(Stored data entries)

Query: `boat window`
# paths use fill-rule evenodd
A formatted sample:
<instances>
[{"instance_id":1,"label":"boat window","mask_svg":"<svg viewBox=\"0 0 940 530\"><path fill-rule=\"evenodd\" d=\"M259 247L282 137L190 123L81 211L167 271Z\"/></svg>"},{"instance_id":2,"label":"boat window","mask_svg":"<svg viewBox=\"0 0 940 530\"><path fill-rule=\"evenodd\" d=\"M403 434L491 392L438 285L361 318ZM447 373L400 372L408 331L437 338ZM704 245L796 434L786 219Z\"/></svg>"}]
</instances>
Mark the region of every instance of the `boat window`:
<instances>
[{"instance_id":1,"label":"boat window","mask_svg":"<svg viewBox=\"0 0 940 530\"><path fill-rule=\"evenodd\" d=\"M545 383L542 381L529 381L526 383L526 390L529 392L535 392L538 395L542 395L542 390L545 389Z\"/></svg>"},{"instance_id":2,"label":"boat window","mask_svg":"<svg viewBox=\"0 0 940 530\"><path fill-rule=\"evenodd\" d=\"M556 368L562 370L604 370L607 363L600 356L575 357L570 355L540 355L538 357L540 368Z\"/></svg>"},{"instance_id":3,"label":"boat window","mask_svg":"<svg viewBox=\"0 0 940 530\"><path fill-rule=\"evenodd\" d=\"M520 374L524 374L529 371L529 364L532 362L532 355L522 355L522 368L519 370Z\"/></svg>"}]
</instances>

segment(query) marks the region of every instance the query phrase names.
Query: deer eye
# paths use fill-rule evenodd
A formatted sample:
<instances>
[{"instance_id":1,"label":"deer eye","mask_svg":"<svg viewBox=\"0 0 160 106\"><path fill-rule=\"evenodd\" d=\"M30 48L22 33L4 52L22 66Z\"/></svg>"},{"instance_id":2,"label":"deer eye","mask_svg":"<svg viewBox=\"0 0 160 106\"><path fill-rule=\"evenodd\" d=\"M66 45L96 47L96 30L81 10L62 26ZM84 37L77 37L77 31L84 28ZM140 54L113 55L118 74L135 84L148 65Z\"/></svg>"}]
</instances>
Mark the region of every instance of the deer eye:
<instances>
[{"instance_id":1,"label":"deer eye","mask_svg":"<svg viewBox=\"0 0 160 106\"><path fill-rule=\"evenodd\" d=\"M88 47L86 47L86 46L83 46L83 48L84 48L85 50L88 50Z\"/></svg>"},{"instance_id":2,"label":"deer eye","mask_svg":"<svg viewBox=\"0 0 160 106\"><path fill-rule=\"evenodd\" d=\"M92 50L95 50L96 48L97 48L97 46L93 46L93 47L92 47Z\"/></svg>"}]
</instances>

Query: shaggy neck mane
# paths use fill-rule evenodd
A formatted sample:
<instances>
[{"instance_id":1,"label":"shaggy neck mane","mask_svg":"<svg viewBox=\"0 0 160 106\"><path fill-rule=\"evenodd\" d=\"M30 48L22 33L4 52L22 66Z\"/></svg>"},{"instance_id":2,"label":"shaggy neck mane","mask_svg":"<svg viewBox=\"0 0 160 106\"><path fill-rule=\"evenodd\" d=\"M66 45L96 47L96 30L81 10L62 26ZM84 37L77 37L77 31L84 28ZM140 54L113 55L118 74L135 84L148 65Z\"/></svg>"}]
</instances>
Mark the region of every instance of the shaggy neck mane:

> What you are asked to do
Bring together all lines in the records where the word "shaggy" is found.

> Solved problem
Query: shaggy neck mane
[{"instance_id":1,"label":"shaggy neck mane","mask_svg":"<svg viewBox=\"0 0 160 106\"><path fill-rule=\"evenodd\" d=\"M30 48L22 33L4 52L22 66Z\"/></svg>"},{"instance_id":2,"label":"shaggy neck mane","mask_svg":"<svg viewBox=\"0 0 160 106\"><path fill-rule=\"evenodd\" d=\"M66 45L96 47L96 30L81 10L62 26ZM84 37L77 37L77 31L84 28ZM140 54L113 55L118 74L135 84L148 65Z\"/></svg>"}]
Mark the region of every instance of the shaggy neck mane:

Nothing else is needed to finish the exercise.